Page text:
_ _ _ _ _ _ _
Nearly all of us buy into what we call the myths of happiness—beliefs that certain adult achievements (marriage, kids, jobs, wealth) will make us forever happy and that certain adult failures or adversities (health problems, divorce, financial struggles) will make us forever unhappy. Overwhelming research, however, reveals that there is no magic formula for happiness and no sure course toward misery. Rather than bringing lasting happiness or misery in themselves, major life moments and crisis points can be opportunities for renewal, growth, or meaningful change. It’s how you greet these moments that really matters.
Genetics
A very famous study was conducted by David Lykken, at Minnesota’s University who in 1990 studied 4,000 pairs of twins, both identical and fraternal twins, who had been educated in the same way and with equal opportunities. Lykken was the proponent of a set-point theory of happiness, which argues that one’s sense of well-being is half determined by genetics and half determined by circumstances. His research findings suggest that a person’s baseline levels of cheerfulness, contentment, and psychological satisfaction are largely a matter of heredity.
_ _ _ _ _ _ _
Extracted information:
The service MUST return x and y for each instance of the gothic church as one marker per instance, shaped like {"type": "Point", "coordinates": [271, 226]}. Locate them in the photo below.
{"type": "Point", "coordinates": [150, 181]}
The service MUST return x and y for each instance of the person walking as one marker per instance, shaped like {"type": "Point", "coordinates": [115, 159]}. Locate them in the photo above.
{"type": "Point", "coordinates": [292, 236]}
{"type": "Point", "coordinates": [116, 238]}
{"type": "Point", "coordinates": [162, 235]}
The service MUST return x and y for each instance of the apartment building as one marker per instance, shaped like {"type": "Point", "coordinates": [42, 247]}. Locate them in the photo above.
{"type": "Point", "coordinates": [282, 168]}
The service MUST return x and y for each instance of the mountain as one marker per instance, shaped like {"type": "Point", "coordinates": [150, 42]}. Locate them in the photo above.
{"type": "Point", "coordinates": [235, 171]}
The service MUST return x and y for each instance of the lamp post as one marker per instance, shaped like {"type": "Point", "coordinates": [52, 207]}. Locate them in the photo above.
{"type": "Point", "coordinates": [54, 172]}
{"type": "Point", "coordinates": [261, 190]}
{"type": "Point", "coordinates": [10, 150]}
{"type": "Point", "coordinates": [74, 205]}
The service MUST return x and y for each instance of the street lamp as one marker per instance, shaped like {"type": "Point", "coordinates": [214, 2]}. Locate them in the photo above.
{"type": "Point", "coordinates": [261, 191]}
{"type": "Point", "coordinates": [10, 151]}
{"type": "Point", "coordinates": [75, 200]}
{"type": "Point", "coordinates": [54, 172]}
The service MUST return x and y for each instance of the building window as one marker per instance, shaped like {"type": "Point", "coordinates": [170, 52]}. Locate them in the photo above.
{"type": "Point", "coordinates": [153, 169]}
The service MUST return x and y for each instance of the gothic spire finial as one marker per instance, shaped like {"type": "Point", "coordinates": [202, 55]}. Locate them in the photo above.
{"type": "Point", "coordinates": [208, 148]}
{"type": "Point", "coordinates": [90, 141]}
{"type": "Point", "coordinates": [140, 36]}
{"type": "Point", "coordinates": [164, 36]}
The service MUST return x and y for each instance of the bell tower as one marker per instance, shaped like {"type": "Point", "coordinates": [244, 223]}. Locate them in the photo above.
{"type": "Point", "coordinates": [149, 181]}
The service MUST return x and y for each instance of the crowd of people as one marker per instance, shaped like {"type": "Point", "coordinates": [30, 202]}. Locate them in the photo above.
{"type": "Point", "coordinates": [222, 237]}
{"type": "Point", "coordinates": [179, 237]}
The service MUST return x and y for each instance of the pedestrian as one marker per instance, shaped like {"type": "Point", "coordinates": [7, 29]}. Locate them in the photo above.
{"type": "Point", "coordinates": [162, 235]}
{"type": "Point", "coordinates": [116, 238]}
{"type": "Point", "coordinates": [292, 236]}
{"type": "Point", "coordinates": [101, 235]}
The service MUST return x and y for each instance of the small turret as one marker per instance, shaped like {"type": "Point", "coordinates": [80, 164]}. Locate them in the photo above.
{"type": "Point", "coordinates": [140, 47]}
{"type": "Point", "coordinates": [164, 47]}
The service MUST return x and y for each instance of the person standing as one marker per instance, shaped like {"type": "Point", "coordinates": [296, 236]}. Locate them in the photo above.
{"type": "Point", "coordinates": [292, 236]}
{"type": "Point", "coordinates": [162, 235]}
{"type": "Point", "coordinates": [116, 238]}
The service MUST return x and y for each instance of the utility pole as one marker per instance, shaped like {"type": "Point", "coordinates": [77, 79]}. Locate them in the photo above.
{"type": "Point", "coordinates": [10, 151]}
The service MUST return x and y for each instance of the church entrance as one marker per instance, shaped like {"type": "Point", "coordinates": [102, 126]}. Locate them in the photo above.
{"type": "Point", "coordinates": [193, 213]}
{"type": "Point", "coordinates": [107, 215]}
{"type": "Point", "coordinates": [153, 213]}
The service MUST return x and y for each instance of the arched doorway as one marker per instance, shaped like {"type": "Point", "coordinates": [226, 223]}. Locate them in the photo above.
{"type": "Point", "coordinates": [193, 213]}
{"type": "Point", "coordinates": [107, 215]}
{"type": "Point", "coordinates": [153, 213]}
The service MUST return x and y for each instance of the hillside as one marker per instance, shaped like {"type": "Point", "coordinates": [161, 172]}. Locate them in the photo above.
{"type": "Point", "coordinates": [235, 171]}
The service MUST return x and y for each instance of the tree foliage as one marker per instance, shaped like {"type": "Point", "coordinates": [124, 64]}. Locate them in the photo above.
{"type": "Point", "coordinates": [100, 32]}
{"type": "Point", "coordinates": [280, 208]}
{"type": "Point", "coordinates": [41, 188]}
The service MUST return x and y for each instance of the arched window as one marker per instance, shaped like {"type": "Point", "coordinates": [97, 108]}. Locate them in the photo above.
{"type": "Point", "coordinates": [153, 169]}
_ _ _ _ _ _ _
What is being asked:
Carry the article on the myths of happiness forward, writing what comes next after its final sentence.

Exercise answer:
Then, saying that genetics determined your happiness, it’s half true.
Specific Achievements
Many of us fervently believe that, if we’re not happy now, we’ll be happy when we’ve finally made it—when we have reached a certain level of prosperity and success. However, when that happiness proves elusive or short-lived, we weather mixed emotions, letdown, and even depression. When we’ve achieved—at least on paper—much of what we have always wanted to achieve, life can become dull and even empty. There is little around the corner to look forward to. Many prosperous and successful individuals don’t understand this natural process of adaptation, and may come to the conclusion that they need even more money to be truly happy. They do not realize that the key to buying happiness is not in how successful we are, but perhaps what we do with our success; it’s not how high our income is, but how we allocate it.
In her book “Myths of happiness“, Sonja Lyubomirsky, professor of psychology at the University of California, says that the idea of ”I will be happy when… ” is a false promise.
What happens is that once the euphoria passes, the feeling of dissatisfaction will appear again. Then we spend our whole lives chasing an achievement after another without enjoying what we are. The same author notes that another myth equally widespread and harmful is the belief “I will not be happy if… When you suffer a change of adverse fortune, our reaction is usually oversized” says Lyubomirsky. “So we feel that we cannot be happy again, and life as we know it has already finished”.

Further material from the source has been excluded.